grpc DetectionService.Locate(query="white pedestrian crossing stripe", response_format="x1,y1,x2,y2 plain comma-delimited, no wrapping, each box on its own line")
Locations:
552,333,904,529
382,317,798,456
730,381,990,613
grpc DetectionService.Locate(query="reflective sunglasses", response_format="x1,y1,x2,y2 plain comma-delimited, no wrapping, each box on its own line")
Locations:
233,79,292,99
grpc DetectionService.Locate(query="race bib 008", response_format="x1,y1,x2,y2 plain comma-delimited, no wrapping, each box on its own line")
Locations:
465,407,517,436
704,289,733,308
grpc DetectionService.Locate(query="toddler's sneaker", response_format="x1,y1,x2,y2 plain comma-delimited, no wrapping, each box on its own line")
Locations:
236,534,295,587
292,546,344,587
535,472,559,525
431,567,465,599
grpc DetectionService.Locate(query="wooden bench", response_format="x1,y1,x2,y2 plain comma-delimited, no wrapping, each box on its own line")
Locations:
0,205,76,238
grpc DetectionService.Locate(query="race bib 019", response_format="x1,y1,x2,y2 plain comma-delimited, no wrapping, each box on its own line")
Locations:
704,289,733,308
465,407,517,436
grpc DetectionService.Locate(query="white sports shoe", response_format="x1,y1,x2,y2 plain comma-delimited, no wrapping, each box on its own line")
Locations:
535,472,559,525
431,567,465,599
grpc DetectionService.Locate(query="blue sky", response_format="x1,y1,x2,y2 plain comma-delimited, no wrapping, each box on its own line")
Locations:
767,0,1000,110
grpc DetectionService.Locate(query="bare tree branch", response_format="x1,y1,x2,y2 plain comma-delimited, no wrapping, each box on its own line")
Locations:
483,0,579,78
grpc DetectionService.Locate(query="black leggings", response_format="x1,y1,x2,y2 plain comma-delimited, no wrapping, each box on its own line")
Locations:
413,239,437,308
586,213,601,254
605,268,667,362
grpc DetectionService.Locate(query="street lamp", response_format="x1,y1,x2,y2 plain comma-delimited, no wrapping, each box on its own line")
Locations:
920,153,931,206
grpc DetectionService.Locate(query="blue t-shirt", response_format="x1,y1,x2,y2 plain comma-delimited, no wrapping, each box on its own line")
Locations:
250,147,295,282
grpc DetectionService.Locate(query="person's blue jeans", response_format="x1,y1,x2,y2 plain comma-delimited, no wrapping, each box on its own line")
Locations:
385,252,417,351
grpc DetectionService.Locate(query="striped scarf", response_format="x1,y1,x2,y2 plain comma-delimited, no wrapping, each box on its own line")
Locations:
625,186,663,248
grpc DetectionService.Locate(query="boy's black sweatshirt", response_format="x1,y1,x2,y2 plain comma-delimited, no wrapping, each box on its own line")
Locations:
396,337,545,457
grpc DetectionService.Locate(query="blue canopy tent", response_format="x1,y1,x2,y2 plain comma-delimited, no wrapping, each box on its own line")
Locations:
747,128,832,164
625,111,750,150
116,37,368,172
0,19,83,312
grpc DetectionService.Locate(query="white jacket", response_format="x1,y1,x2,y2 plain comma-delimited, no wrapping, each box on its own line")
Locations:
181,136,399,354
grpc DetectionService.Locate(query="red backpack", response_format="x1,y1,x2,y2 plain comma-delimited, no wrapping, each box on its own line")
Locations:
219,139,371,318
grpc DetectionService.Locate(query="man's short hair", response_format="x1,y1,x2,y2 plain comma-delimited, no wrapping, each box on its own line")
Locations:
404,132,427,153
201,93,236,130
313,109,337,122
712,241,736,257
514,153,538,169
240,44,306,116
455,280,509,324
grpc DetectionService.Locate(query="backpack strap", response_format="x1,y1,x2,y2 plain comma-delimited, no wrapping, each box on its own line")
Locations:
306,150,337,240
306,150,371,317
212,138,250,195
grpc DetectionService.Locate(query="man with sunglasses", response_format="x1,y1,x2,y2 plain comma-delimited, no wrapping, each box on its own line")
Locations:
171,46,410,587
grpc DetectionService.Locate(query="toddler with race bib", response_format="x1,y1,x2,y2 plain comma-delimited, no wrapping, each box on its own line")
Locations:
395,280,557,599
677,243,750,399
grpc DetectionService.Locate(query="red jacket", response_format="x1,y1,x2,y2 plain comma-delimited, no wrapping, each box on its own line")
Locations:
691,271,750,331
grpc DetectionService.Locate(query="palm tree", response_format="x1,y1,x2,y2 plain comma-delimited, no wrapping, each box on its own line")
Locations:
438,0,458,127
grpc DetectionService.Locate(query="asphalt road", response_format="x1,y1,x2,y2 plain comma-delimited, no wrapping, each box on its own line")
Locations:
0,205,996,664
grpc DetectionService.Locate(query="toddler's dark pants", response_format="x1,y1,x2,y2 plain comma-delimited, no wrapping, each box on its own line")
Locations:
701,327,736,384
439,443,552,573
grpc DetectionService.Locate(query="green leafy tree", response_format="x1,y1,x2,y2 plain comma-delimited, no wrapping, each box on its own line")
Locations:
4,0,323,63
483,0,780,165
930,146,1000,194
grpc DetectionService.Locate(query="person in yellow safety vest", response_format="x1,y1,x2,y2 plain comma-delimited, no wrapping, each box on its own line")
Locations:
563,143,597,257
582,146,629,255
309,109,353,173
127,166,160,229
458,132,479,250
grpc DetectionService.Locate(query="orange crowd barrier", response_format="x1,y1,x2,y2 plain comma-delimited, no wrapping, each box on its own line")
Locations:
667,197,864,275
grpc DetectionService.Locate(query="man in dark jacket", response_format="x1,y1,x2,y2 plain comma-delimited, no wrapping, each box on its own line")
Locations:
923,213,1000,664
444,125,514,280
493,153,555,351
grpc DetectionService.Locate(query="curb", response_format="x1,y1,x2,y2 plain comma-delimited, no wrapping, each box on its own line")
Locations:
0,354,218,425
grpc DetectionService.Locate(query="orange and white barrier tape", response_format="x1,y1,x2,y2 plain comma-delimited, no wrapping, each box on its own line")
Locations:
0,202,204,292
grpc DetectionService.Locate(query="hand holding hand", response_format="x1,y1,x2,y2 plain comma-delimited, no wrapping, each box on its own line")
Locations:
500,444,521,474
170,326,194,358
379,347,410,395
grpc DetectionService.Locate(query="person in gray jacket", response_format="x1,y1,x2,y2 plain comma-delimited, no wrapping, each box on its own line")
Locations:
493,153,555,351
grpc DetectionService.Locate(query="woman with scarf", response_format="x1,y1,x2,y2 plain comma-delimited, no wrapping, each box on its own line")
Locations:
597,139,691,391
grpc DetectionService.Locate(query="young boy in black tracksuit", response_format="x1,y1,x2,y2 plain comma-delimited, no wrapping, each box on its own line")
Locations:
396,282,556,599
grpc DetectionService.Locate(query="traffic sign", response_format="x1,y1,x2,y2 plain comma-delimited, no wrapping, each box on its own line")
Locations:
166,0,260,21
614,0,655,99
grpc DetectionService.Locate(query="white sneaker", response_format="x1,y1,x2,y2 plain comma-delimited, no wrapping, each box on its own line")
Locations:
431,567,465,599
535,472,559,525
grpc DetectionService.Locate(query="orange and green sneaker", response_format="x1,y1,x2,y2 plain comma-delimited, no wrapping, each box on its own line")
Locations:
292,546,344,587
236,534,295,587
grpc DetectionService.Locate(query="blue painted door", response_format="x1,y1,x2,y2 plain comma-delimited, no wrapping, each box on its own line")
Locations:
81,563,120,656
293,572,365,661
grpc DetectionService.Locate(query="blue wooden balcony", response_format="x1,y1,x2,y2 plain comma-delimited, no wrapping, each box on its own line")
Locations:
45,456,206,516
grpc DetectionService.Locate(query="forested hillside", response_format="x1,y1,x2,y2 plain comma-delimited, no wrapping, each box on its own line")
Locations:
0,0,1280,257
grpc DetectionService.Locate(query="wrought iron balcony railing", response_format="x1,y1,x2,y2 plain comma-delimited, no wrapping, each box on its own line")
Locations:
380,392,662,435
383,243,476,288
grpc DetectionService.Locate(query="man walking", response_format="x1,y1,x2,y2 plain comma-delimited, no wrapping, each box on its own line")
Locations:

::::

- Solicitud
Extrae de los ítems anteriores todas las líneas en las que aparezca la cadena "barrier" y cópialas completas, sin modificarlas.

- Resultado del ejercicio
grpc DetectionService.Locate(query="orange crowd barrier", response_format="x1,y1,x2,y2 plain comma-delimited, no wrapping, each box on its own line")
grpc DetectionService.Locate(query="orange and white barrier tape", response_format="x1,y1,x2,y2 plain comma-delimited, no wrapping, each box on its own line")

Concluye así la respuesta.